**Text for analysis**
+++

Forbes says the SportCombi base engine "generates acceptable acceleration" while Consumer Guide finds the 2.0T SportCombi engine "fairly quick." However, Consumer Guide later recalls "passing response dulled by brief turbo lag," summing up the opinions of those disappointed with the 2.0T's power.

To Road and Track, the Aero's V6 is "terrifically smooth and quiet." Meanwhile Edmunds says, "The engine pumps out 258 lb-ft from 2,000 to 4,500 rpm, which make it a member of the flat torque curve club. Most amazing, however, is that the SportCombi puts that power to the pavement without any torque steer."

Your engine preference is a trade-off of power and money. Car and Driver finds the Aero has the power the 2.0T lacks, enough "to twirl the speedo needle to 60 mph in 6.1 seconds." Meanwhile, others explain the 2.0T is a good choice for the budget conscious. "Were I buying a 9-3, I'd much prefer the four-cylinder engine -- a 2.0 liter turbo that puts out just 40 fewer horsepower than the V6 -- with the 6-speed manual," About.com notes., "While it's no speed demon, it's much more willing to put the power to the ground than the V6 automatic, plus it's much more economical."

With a manual transmission, the Environmental Protection Agency rates the 2.0T SportCombi at 19 miles per gallon in the city, 29 miles per gallon on highways. The Aero SportCombi with an automatic transmission receives a rating of 15 miles per gallon in the city, 24 on highways, and 16 miles per gallon in the city, 26 mpg on highways, with manual transmission.

Both the 9-3 SportCombi's trims come standard with an imprecise six-speed manual transmission. The Detroit Free Press reports the shifter is "a bit notchy," while AutoWeek chooses the word "rubbery." However, "opting for the rubbery manual makes for a slightly quirkier ride, which is probably what real Saabophiles want," they state. Drivers also have an option for an automatic transmission -- a five-speed or six-speed Sentronic for the 2.0T and Aero, respectively.

+++

**Information supplied**
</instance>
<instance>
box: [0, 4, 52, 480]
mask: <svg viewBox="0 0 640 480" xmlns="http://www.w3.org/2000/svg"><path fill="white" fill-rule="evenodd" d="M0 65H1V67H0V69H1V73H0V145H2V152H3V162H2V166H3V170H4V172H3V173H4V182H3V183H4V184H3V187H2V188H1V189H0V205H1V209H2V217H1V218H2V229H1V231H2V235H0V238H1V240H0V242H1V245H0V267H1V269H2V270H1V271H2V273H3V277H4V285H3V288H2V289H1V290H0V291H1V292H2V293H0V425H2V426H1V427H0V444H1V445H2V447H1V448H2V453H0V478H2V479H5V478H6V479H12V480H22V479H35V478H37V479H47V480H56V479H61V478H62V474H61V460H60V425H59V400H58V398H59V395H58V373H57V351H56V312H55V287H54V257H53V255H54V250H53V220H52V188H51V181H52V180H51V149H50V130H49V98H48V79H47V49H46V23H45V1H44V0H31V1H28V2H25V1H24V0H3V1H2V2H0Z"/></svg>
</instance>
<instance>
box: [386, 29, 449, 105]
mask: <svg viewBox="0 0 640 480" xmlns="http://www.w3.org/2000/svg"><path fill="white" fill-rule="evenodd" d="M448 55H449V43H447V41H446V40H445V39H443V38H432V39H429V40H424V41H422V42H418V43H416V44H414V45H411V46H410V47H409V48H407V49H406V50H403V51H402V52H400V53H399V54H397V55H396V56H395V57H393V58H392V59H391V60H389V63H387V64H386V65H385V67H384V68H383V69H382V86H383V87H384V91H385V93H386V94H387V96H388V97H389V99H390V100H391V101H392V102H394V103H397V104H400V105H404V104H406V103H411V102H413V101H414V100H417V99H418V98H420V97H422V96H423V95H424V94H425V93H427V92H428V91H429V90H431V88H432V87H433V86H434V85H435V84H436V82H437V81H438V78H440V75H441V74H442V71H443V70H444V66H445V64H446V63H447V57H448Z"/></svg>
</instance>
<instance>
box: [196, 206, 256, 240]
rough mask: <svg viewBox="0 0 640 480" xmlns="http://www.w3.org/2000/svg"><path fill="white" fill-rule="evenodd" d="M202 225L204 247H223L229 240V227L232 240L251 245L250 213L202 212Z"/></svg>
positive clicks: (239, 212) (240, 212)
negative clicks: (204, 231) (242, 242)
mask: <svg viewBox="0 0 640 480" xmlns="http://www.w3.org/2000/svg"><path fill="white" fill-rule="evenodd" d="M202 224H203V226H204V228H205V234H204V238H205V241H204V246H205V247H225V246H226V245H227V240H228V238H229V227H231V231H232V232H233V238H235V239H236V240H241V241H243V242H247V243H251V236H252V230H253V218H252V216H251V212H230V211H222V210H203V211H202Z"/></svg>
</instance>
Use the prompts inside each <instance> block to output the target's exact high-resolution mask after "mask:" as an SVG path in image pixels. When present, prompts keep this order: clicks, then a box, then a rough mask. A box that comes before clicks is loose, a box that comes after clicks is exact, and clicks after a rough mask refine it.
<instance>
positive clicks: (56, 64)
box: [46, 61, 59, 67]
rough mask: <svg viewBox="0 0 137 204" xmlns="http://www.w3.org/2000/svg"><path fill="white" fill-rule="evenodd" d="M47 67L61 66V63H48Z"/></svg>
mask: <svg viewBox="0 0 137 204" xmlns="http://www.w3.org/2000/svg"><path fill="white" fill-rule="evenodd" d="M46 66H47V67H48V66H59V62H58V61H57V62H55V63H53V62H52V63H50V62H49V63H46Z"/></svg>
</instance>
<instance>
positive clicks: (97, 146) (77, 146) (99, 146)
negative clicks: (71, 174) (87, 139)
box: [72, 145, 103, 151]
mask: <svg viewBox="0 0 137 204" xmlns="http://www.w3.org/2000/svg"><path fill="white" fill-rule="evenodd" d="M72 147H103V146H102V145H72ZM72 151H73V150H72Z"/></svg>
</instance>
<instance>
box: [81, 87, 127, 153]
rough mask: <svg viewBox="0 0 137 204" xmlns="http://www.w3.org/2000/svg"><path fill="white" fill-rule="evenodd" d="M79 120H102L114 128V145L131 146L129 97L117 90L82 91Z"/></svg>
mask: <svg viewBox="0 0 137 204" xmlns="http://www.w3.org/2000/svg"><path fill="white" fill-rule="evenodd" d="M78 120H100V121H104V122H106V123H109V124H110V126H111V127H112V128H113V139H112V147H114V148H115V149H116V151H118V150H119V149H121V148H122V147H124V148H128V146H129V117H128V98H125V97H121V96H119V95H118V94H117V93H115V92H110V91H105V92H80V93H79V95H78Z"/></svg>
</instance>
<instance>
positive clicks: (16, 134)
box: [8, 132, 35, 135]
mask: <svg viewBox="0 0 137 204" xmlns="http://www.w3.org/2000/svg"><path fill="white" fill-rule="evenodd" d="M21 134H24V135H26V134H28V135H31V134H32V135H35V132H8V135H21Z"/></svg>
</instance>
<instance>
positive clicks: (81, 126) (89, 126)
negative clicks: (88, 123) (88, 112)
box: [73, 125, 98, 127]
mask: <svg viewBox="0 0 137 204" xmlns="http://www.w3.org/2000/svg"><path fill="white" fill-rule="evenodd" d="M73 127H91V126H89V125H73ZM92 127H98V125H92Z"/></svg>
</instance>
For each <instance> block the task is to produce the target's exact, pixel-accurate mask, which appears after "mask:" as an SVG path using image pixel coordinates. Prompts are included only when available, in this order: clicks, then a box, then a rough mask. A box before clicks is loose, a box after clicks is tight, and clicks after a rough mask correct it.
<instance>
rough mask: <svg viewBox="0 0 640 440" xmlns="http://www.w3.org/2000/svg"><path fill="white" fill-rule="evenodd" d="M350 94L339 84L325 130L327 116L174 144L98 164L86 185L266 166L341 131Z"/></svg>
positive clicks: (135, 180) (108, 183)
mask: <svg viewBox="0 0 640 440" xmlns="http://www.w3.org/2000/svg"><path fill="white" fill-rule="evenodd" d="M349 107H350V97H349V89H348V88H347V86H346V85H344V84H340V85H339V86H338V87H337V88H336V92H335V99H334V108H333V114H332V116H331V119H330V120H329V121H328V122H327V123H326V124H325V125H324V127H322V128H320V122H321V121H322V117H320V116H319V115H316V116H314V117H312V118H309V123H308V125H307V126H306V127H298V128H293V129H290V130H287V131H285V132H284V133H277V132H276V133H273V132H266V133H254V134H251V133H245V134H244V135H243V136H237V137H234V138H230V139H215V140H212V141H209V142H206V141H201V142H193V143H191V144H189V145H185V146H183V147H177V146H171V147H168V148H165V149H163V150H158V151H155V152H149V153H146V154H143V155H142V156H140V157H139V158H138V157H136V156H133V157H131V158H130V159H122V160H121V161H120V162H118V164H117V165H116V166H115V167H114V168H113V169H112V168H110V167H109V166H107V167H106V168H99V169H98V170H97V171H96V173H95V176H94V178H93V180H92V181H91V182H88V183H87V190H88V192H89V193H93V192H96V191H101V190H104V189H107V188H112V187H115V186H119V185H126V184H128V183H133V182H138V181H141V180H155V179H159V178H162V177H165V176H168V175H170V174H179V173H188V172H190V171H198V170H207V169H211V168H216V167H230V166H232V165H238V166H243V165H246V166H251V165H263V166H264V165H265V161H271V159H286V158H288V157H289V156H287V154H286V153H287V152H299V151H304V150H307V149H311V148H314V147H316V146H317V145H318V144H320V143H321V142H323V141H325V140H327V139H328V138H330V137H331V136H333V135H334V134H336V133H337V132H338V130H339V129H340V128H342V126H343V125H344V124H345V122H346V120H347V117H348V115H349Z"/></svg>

+++

**Tasks for this exercise**
A. Answer these questions from the Saab 9-3 SportCombi review:
(i) How many seconds does Car and Driver say the Aero needs to reach 60 mph?
(ii) What city and highway mileage does the EPA give the 2.0T SportCombi with a manual transmission?
(iii) Which word does AutoWeek choose for the shifter?
B. Name every publication whose words are quoted in the Saab 9-3 SportCombi review.
C. Write the next part of the Saab 9-3 SportCombi review, picking up after its final sentence.
The data were taken from a different source than the Saab 9-3 SportCombi review.

**Answer list**
A.
(i) 6.1 seconds
(ii) 19 miles per gallon in the city and 29 miles per gallon on highways
(iii) "Rubbery"

B. Forbes, Consumer Guide, Road and Track, Edmunds, Car and Driver, About.com, the Detroit Free Press, AutoWeek

C.
Handling and Braking

The 2008 Saab 9-3 SportCombi is generally regarded as a smooth handler with just enough sportiness to live up to its name. Consumer Guide categorizes the wagon as "firm, poised" and "nimble."

Road and Track's reviewer is just one to highlight the SportCombi's MacPherson-strut front suspension with an independent four-link rear, especially as it includes Saab's Re-Axs passive rear-wheel steering system, "tuned to please both Mrs. Smith when she's carting the kids around and Mr. Smith when he wants to crank the pace up a notch." Edmunds also finds Re-Axs works "transparently to give the SportCombi a glued-to-the-ground feel in high-speed sweepers ... it allows the rear wheels to turn slightly when the car is thrown into a corner at high speed, increasing lateral grip and stability."

Re-Axs complements a power-assisted rack-and-pinion steering system that's described as precise even if a little light. Newsday notices the light steering at high speeds, but Automotive.com finds the light feel is "not enough to detract from the fun-to-drive factor."

The Saab 9-3 SportCombi's four-wheel disc, power-assisted anti-lock brakes "inspired" Edmunds, who notes the pedal is "firm yet progressive, nose dive is minimal, and we didn't detect any ABS vibration or brake fade over several repeated hard stops." AutoWeek specifically found the Sport Combi "turned in a respectable 121-foot performance," when stopping from 60 mph. The 9-3 SportCombis also come with a traction control system and electronic stability control, appreciated by USA Today for being present but not as overzealous as competitors' systems. "Some wheelspin helps you keep going in sand or deep snow, and spinning the tires can just be plain fun."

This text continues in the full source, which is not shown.